SUPPLIED DATA.
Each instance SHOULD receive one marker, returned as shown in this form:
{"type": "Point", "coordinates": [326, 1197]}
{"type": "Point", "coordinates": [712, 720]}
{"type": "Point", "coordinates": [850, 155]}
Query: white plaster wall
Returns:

WHAT IS BEING ASKED. Render every line of the items above as a numbered list, omitting any blank lines.

WORKED SOLUTION.
1. Each instance SHOULD receive one marker, returned as shown in this form:
2. {"type": "Point", "coordinates": [326, 1197]}
3. {"type": "Point", "coordinates": [712, 720]}
4. {"type": "Point", "coordinates": [850, 155]}
5. Query: white plaster wall
6. Returns:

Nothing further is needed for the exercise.